**Data under study:**
Content starts
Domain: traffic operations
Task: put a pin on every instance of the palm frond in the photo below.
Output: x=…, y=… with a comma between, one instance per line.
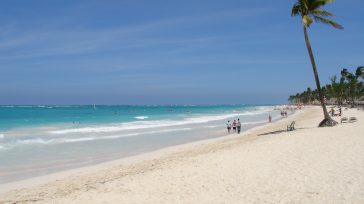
x=306, y=20
x=315, y=4
x=328, y=21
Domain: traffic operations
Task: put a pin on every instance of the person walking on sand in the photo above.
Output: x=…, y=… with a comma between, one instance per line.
x=238, y=126
x=228, y=126
x=234, y=126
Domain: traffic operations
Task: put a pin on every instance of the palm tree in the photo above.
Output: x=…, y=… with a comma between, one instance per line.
x=309, y=11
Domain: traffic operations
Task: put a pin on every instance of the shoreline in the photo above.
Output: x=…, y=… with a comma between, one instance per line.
x=65, y=166
x=38, y=180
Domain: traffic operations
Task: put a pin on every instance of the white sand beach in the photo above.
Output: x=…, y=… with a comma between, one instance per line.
x=266, y=164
Content ends
**Your instructions:** Each line of the data that has the string "Task" should be returned.

**Response area:**
Task: put a pin on every instance of the palm frond in the photo below.
Task: put a pin on every instance of the person walking on sand in the photo above.
Task: put a pin on every instance of the palm tree in the photo above.
Task: put a pin on every instance of the shoreline in the photo above.
Task: put a pin on every instance of the white sand beach in the photo above.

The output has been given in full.